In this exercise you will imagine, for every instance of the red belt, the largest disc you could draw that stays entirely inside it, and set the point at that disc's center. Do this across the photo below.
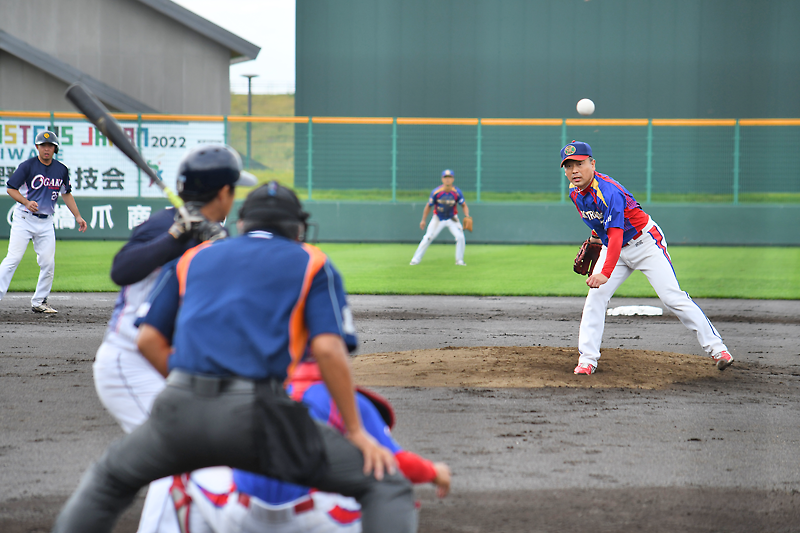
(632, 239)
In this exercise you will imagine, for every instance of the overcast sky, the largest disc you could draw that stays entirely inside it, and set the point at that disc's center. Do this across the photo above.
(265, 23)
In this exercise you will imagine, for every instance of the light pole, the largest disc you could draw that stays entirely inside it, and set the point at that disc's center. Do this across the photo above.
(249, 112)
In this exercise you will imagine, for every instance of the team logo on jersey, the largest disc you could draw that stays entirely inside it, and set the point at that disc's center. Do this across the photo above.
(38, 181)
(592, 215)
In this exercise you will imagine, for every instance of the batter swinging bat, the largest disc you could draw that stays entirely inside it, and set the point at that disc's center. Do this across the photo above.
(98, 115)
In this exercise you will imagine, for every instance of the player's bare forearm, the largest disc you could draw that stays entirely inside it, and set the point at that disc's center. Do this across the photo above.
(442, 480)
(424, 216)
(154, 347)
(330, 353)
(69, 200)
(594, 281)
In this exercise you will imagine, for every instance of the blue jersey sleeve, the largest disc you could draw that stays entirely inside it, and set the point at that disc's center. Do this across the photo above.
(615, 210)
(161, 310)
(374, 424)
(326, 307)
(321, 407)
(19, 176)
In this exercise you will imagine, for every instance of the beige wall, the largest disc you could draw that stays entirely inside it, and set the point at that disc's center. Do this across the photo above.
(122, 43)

◇ ◇ ◇

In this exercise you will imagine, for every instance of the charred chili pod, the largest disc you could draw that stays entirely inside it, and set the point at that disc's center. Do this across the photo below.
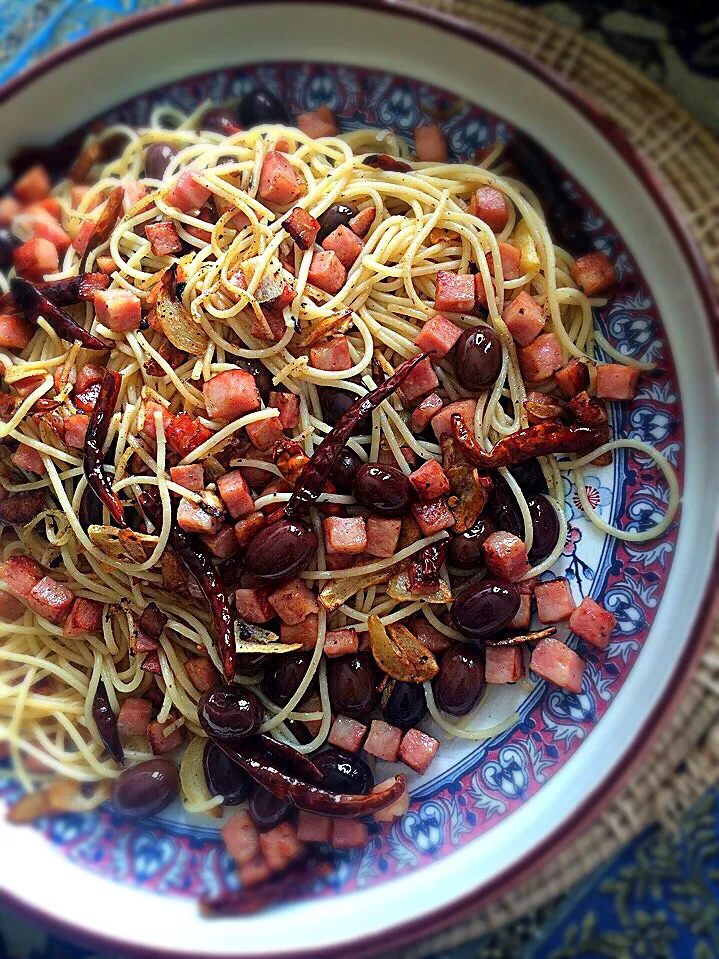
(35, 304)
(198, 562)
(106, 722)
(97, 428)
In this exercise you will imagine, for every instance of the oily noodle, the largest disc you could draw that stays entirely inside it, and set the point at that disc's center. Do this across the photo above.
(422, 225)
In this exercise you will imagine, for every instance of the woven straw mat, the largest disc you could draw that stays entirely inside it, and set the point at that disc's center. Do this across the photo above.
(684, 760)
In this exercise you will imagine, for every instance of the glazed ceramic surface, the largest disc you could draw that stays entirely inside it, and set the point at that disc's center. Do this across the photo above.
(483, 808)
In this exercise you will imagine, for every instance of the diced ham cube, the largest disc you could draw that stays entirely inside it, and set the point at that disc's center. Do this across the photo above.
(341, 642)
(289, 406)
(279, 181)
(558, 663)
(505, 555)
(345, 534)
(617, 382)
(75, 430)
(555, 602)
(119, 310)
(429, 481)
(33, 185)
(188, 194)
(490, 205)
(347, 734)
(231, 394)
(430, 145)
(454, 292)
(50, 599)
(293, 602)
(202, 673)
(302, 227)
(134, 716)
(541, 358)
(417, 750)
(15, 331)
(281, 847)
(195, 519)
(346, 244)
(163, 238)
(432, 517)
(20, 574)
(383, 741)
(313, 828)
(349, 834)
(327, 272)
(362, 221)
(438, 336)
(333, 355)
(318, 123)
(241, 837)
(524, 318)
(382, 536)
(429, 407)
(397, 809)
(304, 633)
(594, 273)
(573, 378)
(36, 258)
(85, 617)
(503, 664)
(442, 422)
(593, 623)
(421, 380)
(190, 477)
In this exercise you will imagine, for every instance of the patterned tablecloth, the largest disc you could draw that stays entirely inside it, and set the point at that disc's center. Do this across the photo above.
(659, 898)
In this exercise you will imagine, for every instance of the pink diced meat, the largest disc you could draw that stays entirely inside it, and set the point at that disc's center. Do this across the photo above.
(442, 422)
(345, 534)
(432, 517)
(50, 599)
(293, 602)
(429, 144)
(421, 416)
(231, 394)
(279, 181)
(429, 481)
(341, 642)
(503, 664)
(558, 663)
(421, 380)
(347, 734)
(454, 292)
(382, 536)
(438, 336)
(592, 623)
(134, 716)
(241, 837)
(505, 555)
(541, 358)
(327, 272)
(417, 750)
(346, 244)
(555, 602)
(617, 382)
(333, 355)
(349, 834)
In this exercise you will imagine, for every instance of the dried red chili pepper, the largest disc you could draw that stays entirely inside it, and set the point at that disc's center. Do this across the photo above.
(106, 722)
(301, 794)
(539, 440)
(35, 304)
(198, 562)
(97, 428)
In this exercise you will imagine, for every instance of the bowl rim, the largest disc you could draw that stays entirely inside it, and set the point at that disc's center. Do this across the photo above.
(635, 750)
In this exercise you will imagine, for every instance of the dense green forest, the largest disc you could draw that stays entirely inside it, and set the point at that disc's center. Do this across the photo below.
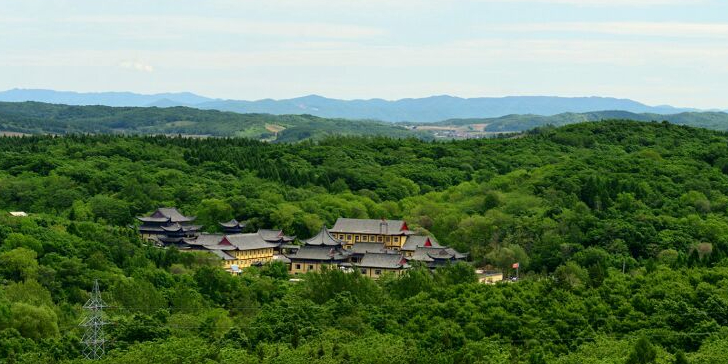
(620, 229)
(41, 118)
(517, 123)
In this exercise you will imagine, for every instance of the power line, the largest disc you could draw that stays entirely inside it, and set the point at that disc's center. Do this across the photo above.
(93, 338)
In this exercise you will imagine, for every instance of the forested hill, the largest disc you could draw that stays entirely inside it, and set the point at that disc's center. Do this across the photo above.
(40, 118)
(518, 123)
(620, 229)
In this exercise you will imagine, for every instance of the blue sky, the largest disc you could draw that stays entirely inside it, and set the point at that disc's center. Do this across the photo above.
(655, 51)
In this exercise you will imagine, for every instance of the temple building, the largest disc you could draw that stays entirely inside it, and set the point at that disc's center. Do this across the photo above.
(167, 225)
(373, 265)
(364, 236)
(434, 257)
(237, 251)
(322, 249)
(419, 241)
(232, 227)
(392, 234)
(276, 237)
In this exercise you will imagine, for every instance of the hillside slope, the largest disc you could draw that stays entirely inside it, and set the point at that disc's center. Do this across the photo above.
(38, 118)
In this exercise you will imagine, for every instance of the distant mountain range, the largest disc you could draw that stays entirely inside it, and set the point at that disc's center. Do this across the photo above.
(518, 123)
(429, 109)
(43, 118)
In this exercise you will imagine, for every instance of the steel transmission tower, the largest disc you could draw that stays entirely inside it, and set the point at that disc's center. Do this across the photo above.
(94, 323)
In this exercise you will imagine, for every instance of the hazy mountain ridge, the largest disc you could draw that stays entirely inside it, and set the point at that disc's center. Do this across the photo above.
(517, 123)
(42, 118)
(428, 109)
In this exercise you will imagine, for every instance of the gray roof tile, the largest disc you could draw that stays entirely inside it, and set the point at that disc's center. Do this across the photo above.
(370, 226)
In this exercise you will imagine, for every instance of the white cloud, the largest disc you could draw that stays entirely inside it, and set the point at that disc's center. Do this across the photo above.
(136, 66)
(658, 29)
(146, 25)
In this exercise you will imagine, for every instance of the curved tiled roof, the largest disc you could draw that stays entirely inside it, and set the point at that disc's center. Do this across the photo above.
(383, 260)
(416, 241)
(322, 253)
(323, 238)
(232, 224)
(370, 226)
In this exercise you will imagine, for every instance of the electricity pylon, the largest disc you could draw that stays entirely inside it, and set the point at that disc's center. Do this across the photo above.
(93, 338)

◇ ◇ ◇

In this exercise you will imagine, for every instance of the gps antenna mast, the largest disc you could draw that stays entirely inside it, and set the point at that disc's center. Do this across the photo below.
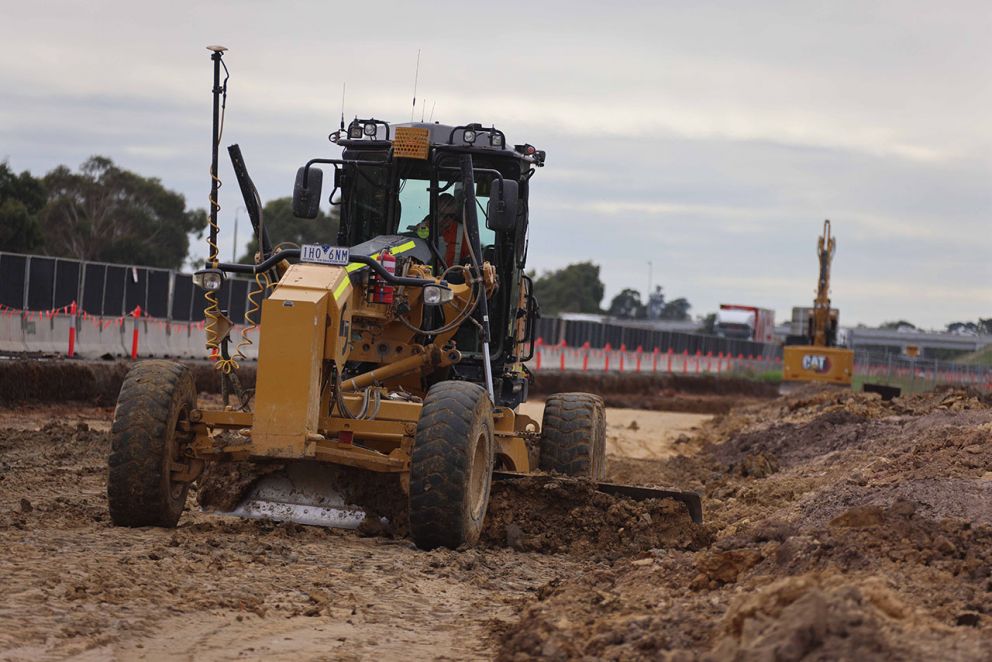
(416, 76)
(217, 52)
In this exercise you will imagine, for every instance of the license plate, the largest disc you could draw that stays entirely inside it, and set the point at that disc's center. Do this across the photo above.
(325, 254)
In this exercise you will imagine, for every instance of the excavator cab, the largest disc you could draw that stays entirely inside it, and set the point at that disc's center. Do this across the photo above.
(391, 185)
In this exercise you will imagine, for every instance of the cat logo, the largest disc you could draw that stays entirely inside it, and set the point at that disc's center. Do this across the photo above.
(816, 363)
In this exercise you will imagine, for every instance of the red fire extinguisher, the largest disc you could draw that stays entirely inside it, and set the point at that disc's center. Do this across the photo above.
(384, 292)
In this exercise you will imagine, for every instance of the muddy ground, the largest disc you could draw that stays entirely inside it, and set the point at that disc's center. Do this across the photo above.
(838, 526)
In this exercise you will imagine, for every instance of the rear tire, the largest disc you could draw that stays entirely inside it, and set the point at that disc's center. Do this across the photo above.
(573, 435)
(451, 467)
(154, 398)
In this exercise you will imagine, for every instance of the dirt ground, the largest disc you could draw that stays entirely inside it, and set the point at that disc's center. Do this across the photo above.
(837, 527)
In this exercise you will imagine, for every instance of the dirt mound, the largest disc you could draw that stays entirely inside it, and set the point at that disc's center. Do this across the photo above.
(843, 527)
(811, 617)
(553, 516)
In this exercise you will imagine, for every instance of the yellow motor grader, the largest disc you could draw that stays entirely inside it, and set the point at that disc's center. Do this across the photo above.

◇ ◇ ◇

(Task statement)
Copy out every row above that contains the word "diced".

(Reply to the exercise)
In this exercise you will imagine, for every instance of the diced ham cube, the largest disc you could draw that stays entirely inside it, and set the point at that disc's center. Do this across the photo above.
In this exercise you will imagine, for every instance of the pink diced meat, the largest disc you could draw that stays entirely inside it, and set the point at that disc's center. Do this across the photo above.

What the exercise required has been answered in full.